___ DATA FOR THE TASK

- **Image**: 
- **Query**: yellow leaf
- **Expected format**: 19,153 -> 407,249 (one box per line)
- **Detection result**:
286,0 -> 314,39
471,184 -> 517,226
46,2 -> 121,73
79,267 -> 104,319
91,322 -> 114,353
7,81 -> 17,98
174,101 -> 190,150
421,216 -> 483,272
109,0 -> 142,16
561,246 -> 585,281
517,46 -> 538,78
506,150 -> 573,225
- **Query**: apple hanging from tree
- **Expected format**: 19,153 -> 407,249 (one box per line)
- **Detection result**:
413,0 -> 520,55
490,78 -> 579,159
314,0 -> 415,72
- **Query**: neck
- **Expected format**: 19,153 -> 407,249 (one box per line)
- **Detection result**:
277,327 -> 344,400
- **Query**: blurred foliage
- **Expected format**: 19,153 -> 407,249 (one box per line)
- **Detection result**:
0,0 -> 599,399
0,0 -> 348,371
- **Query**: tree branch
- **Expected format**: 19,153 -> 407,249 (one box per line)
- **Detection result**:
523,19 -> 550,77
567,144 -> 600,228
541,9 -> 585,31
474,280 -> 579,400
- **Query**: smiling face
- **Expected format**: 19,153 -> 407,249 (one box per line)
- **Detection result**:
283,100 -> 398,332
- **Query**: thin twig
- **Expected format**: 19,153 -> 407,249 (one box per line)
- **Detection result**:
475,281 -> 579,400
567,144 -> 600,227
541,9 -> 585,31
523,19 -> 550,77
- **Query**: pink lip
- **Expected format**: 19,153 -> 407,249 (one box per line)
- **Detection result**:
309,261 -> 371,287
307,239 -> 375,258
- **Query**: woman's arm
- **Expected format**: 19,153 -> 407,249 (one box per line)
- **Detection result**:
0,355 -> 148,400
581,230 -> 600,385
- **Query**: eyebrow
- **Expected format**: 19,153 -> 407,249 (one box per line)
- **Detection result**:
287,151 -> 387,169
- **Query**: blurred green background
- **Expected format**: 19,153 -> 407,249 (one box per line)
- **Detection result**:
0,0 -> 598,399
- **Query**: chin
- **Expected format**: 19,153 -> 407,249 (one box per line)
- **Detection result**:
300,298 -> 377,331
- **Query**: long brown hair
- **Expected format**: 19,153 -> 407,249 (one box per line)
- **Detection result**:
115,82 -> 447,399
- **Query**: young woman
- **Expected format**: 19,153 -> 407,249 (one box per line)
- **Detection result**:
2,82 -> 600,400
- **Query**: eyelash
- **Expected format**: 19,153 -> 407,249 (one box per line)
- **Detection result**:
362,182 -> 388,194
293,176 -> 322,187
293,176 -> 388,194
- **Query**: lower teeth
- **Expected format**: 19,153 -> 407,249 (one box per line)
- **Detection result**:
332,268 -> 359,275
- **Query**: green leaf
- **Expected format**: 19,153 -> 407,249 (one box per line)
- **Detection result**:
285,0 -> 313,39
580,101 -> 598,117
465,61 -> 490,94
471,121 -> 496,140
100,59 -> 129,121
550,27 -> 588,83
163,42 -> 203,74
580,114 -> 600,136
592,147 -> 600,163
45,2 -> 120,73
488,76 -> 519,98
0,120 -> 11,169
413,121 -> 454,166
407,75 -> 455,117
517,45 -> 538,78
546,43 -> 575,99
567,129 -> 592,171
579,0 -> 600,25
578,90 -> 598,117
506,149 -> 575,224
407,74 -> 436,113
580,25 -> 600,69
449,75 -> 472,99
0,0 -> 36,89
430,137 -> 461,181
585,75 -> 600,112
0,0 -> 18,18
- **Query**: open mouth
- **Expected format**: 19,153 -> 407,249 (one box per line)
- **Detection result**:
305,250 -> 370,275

______

## PROMPT
For every line in the entries above that contains "blurred", add one to a count, and give that number by itself.

## RESULT
2